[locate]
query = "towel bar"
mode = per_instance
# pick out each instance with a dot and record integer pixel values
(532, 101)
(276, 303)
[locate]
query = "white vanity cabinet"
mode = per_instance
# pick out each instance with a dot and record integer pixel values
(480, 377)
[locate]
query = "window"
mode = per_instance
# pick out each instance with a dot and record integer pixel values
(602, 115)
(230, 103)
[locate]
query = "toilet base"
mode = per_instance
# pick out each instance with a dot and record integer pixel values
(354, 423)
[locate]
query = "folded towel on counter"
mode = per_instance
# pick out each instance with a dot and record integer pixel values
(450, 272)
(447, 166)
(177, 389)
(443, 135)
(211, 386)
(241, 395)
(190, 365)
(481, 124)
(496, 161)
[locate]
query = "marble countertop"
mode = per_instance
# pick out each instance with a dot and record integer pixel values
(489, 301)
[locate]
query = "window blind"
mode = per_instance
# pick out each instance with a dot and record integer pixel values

### [WORK INSTRUCTIONS]
From the listing above, work out the number of lines that contain "towel" and give only that.

### [RESULT OF THE TASK]
2